PROBLEM TO SOLVE
Copy the lines below word for word, beginning with the line that contains "Where can the blurred" and continuing through the final line.

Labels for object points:
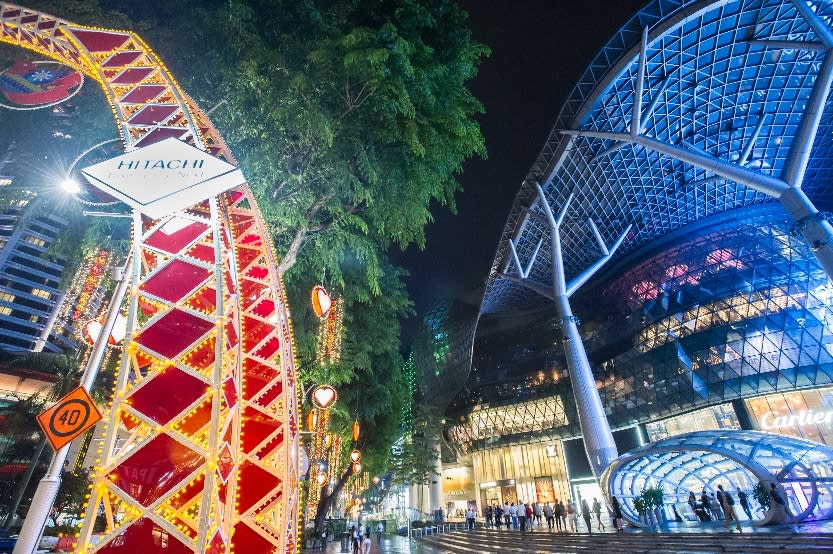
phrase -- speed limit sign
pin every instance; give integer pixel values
(68, 417)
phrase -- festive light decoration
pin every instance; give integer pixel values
(321, 301)
(210, 462)
(92, 329)
(324, 396)
(330, 336)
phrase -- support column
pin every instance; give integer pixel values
(598, 438)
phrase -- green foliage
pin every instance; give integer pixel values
(761, 494)
(653, 497)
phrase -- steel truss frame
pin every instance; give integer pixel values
(207, 315)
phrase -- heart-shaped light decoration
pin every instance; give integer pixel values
(321, 301)
(324, 396)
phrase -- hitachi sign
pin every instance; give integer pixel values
(161, 164)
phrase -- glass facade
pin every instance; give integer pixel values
(806, 414)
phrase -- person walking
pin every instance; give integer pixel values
(744, 503)
(597, 509)
(572, 516)
(522, 515)
(728, 507)
(585, 514)
(617, 513)
(776, 497)
(548, 515)
(560, 511)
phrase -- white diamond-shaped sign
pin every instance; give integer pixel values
(163, 178)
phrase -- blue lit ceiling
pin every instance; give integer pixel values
(723, 78)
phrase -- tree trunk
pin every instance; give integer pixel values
(24, 483)
(292, 253)
(326, 500)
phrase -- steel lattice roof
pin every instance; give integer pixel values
(716, 82)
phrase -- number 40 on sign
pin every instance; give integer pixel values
(68, 417)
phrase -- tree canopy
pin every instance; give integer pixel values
(351, 120)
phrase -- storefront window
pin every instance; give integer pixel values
(715, 417)
(806, 414)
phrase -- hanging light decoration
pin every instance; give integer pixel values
(330, 333)
(321, 301)
(324, 396)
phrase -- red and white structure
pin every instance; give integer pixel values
(201, 449)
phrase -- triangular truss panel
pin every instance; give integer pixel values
(208, 359)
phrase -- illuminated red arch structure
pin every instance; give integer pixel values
(201, 450)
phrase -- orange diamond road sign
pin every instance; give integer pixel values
(69, 417)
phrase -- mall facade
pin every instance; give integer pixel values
(683, 138)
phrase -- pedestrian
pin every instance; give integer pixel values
(728, 507)
(617, 513)
(572, 516)
(744, 503)
(549, 514)
(776, 497)
(560, 522)
(597, 509)
(521, 511)
(714, 506)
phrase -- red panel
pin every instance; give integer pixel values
(177, 240)
(132, 75)
(143, 93)
(258, 484)
(173, 333)
(152, 115)
(268, 349)
(100, 41)
(151, 472)
(122, 58)
(146, 537)
(175, 280)
(256, 428)
(177, 388)
(245, 539)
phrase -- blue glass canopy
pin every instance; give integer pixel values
(727, 79)
(734, 459)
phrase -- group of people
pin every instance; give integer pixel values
(720, 505)
(361, 537)
(559, 516)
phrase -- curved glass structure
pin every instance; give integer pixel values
(702, 460)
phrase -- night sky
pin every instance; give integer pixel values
(539, 50)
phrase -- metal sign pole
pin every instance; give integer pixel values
(47, 490)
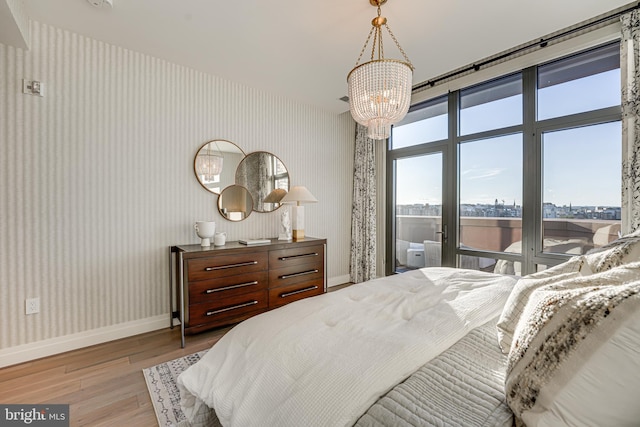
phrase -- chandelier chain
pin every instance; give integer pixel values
(406, 58)
(365, 46)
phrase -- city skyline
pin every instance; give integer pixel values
(492, 168)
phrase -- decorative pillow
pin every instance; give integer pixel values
(621, 251)
(574, 359)
(520, 295)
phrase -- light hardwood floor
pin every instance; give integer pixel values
(103, 384)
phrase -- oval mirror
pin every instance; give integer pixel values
(235, 203)
(215, 164)
(261, 173)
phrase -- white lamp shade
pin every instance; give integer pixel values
(299, 195)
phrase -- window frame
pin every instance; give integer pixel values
(532, 131)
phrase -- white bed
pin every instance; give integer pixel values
(326, 360)
(438, 347)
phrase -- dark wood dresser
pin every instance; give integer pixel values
(221, 285)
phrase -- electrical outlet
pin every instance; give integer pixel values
(32, 305)
(32, 87)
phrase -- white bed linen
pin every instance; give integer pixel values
(324, 360)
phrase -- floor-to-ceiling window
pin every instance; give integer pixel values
(511, 175)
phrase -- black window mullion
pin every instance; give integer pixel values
(531, 181)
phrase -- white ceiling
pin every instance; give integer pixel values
(304, 50)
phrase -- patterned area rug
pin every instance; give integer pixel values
(163, 388)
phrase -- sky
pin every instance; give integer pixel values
(492, 169)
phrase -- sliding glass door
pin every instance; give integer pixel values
(418, 208)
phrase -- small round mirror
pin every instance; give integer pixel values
(215, 164)
(235, 203)
(261, 173)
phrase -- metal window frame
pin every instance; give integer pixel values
(532, 130)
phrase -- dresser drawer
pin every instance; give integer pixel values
(224, 287)
(227, 310)
(226, 265)
(296, 256)
(286, 294)
(296, 274)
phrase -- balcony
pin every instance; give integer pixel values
(418, 240)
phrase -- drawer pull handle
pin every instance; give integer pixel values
(302, 273)
(222, 310)
(226, 288)
(288, 294)
(285, 258)
(222, 267)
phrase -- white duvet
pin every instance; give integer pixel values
(324, 360)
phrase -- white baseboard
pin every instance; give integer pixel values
(49, 347)
(338, 280)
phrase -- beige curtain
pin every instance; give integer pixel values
(363, 219)
(630, 72)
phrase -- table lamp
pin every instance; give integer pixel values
(298, 195)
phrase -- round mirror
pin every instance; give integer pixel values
(261, 173)
(215, 164)
(235, 203)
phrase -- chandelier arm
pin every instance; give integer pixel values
(365, 46)
(406, 58)
(376, 38)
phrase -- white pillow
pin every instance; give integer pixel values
(519, 296)
(574, 359)
(624, 250)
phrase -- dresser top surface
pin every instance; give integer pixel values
(196, 249)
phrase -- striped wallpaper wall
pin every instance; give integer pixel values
(97, 180)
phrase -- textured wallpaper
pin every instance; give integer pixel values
(97, 178)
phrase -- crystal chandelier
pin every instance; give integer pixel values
(379, 90)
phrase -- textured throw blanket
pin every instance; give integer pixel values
(324, 360)
(562, 322)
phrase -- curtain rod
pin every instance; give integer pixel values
(542, 43)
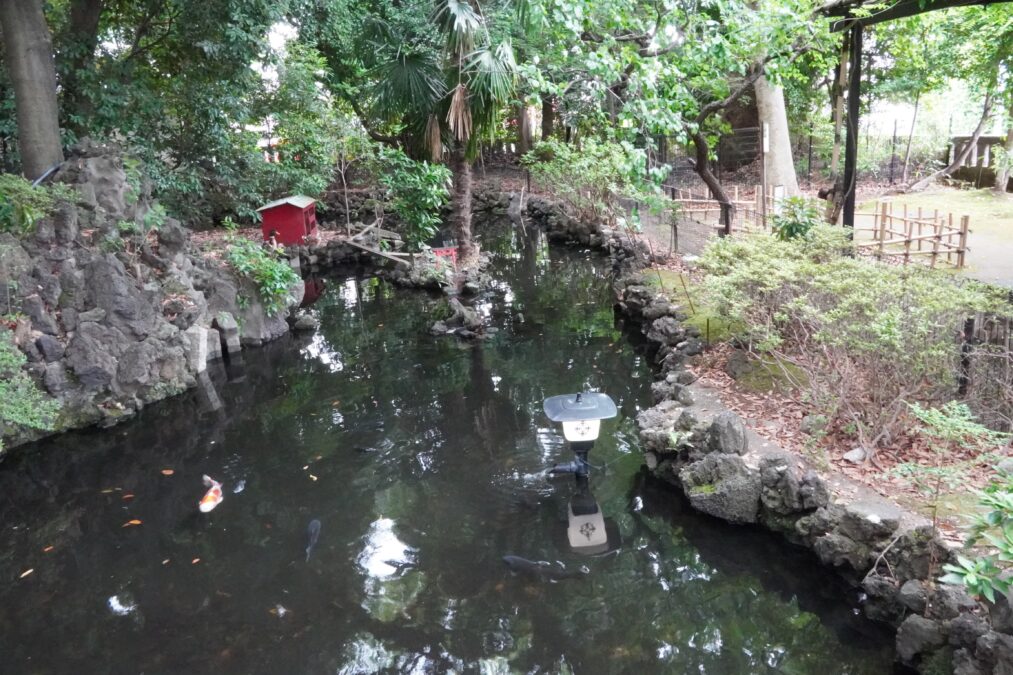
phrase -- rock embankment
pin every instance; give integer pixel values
(112, 307)
(727, 471)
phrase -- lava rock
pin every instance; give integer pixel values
(727, 434)
(784, 492)
(913, 595)
(723, 486)
(948, 601)
(51, 348)
(656, 425)
(965, 629)
(855, 456)
(305, 321)
(869, 520)
(42, 319)
(918, 635)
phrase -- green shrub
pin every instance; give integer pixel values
(271, 274)
(594, 177)
(22, 403)
(796, 218)
(865, 338)
(416, 192)
(22, 206)
(988, 573)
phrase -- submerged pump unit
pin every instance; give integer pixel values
(580, 416)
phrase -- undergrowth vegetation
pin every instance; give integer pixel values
(595, 177)
(22, 403)
(271, 274)
(416, 192)
(22, 205)
(861, 340)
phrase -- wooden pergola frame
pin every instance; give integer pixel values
(843, 13)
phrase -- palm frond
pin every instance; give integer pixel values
(459, 115)
(491, 76)
(434, 139)
(408, 83)
(460, 22)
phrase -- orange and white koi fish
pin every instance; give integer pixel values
(213, 497)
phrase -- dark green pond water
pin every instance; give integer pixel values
(421, 459)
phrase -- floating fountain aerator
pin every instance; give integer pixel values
(580, 416)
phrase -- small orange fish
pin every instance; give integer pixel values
(213, 497)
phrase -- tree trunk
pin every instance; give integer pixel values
(838, 103)
(548, 118)
(962, 155)
(911, 134)
(28, 55)
(779, 163)
(703, 170)
(523, 130)
(1003, 174)
(467, 252)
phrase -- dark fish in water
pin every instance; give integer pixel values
(313, 531)
(542, 570)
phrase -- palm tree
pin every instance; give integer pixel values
(447, 95)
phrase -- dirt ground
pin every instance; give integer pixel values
(990, 242)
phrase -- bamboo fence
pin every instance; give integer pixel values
(748, 213)
(905, 234)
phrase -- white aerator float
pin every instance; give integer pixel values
(580, 416)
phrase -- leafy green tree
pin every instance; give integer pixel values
(305, 121)
(670, 69)
(434, 83)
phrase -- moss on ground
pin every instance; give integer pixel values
(691, 297)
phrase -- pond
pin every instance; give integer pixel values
(421, 458)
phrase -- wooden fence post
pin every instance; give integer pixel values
(963, 378)
(882, 229)
(964, 225)
(937, 229)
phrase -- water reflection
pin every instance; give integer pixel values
(422, 459)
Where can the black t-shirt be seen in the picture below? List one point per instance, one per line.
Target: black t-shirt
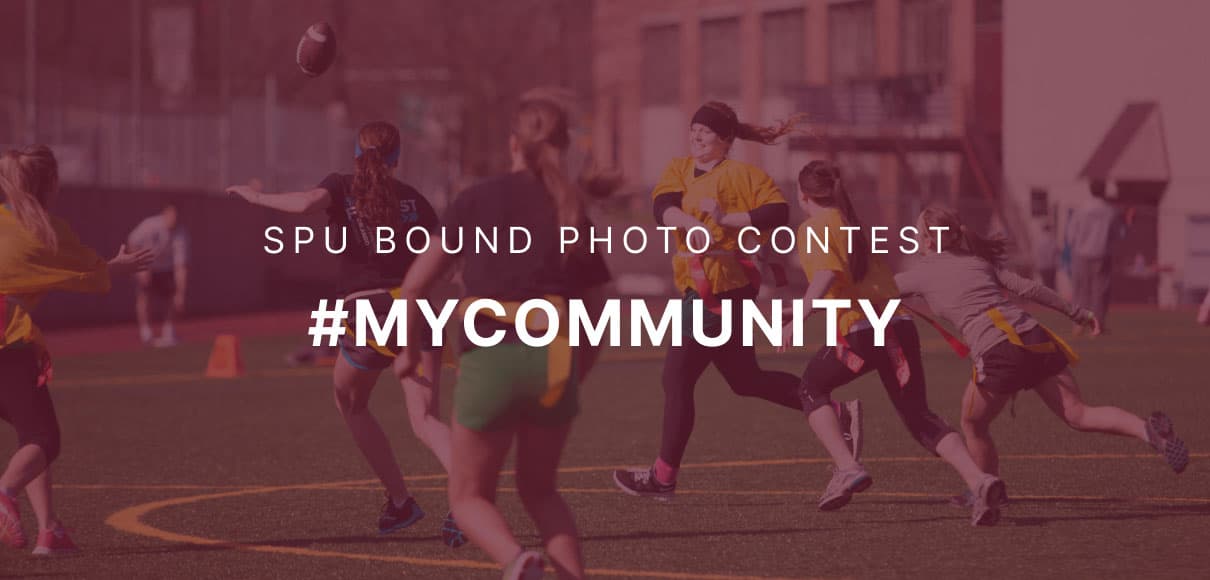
(361, 266)
(519, 200)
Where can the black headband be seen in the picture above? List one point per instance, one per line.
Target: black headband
(722, 125)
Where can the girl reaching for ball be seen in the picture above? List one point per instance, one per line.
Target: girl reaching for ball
(362, 202)
(39, 253)
(962, 280)
(851, 271)
(511, 391)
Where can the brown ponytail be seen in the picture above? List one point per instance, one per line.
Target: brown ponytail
(958, 237)
(541, 130)
(820, 182)
(28, 178)
(722, 120)
(379, 149)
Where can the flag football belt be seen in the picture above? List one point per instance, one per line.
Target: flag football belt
(45, 366)
(702, 283)
(448, 357)
(1055, 344)
(558, 354)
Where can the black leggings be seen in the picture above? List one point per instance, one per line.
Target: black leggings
(737, 363)
(827, 372)
(24, 405)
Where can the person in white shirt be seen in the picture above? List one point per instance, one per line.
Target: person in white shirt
(1093, 228)
(1046, 256)
(166, 279)
(1204, 311)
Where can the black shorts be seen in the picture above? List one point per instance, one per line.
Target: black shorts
(24, 405)
(162, 285)
(374, 356)
(1008, 368)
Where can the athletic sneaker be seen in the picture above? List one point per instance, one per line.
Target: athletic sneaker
(526, 566)
(851, 426)
(989, 500)
(643, 482)
(55, 543)
(967, 499)
(10, 523)
(395, 518)
(451, 534)
(842, 487)
(1163, 437)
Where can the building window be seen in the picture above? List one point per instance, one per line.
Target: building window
(720, 59)
(784, 50)
(661, 64)
(989, 11)
(925, 36)
(852, 41)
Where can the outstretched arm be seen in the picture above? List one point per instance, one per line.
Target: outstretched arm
(1035, 292)
(310, 201)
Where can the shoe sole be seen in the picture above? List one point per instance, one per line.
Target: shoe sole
(50, 552)
(997, 494)
(402, 524)
(451, 534)
(1175, 452)
(655, 495)
(858, 486)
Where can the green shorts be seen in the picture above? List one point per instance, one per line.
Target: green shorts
(499, 386)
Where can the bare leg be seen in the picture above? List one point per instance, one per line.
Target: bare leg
(424, 398)
(352, 394)
(1061, 394)
(474, 472)
(827, 426)
(979, 408)
(26, 465)
(537, 463)
(951, 449)
(39, 492)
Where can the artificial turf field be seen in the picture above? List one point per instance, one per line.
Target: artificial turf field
(168, 475)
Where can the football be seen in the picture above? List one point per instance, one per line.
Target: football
(317, 50)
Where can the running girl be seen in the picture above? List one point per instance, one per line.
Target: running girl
(963, 282)
(38, 253)
(840, 274)
(721, 195)
(512, 391)
(362, 202)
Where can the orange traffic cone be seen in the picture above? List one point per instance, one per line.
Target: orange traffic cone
(225, 361)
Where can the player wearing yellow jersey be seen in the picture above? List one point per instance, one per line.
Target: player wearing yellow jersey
(39, 253)
(709, 191)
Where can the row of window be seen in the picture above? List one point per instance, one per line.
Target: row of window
(852, 49)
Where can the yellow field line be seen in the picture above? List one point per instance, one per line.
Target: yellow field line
(131, 521)
(591, 469)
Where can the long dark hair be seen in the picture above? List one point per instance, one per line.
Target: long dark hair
(541, 130)
(28, 178)
(765, 135)
(379, 149)
(820, 182)
(961, 239)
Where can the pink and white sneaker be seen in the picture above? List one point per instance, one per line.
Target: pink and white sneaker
(55, 543)
(10, 523)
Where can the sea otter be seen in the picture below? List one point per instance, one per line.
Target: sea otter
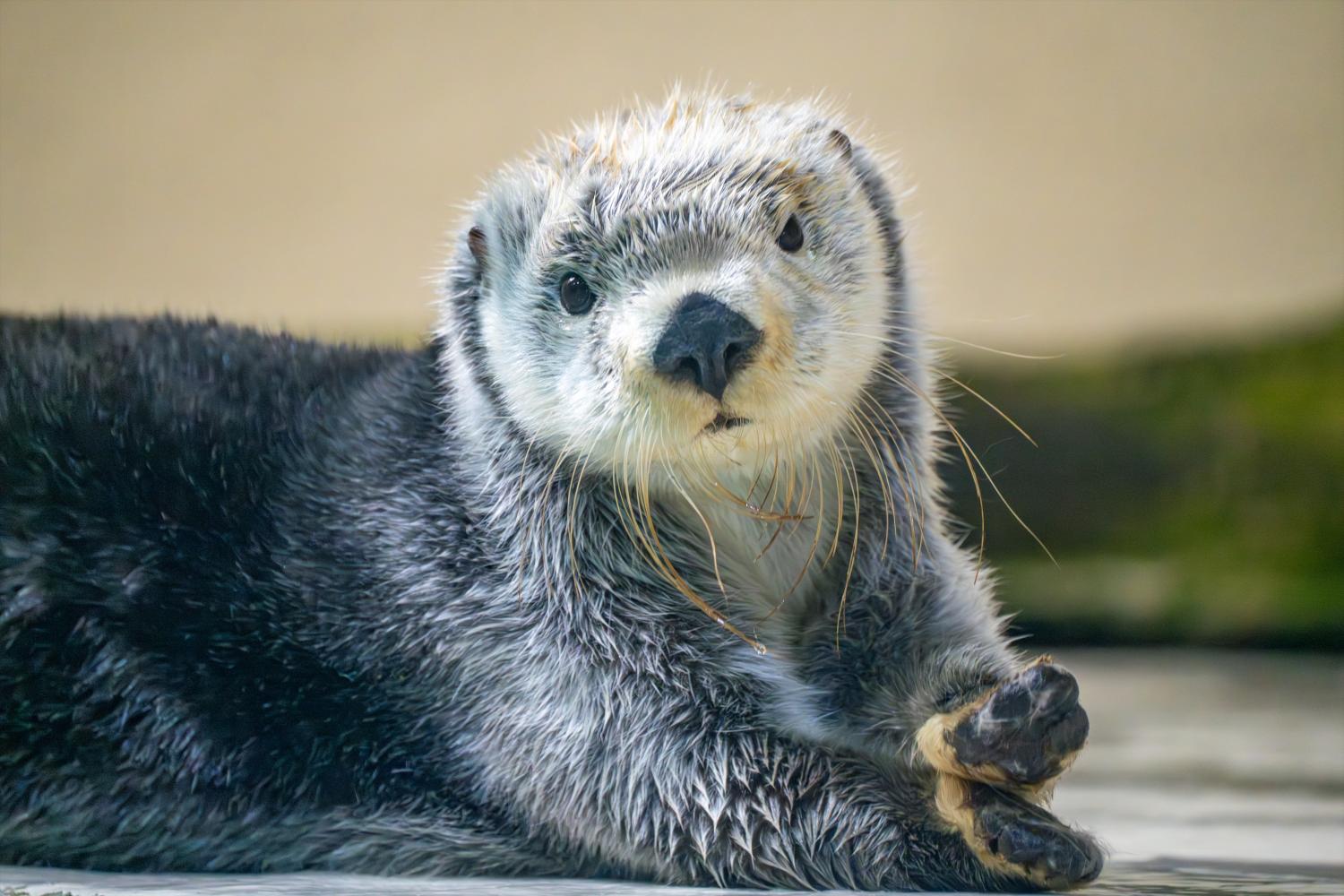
(637, 568)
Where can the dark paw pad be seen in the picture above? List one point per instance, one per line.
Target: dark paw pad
(1031, 841)
(1029, 728)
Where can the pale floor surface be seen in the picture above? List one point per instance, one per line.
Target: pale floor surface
(1206, 772)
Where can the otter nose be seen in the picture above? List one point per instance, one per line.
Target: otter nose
(704, 344)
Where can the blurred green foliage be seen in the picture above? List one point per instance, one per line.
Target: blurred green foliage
(1191, 495)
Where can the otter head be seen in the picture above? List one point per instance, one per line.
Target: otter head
(687, 289)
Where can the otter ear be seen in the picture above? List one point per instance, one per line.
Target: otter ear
(840, 140)
(476, 242)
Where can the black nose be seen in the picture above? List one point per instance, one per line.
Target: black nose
(706, 343)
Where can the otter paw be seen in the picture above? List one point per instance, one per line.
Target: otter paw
(1018, 839)
(1026, 731)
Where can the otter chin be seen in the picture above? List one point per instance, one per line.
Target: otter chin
(639, 567)
(723, 422)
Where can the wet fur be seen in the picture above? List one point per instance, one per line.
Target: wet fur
(268, 605)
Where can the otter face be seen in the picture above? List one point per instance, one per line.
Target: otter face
(698, 287)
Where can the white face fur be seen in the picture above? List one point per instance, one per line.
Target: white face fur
(648, 209)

EXPECTED ANSWER
Where can the blurred green foliage be seen in the picture above? List one point per instance, one per line.
Target: blurred green foliage
(1191, 495)
Where can the otter head be seen in the picture above? List one point per instance, one per line.
Target: otter head
(687, 289)
Where can the otter ear be seen in the picture above? List one point per instance, one per line.
Target: otter ear
(840, 140)
(476, 242)
Where can the black nose be seen in the picture above? List one point per instance, one per line.
Target: black nose
(706, 343)
Where can the otter paw be seen in the picture above? List one point per instance, one per line.
Target: otter paw
(1018, 839)
(1026, 731)
Where can the otter chin be seen in the picture above? List one point per instance, one per line.
Target: otter chin
(639, 567)
(723, 422)
Where can the wet fur be seen in the picture above? List one point per instance, one per line.
Target: wet fur
(268, 605)
Where can the otter face be seen in the picture above? List one point per instance, one per line.
Target: otter face
(698, 287)
Where can the white face fur be seen in the picture above? List one point per instance, one per line.
Target: white face fur
(648, 209)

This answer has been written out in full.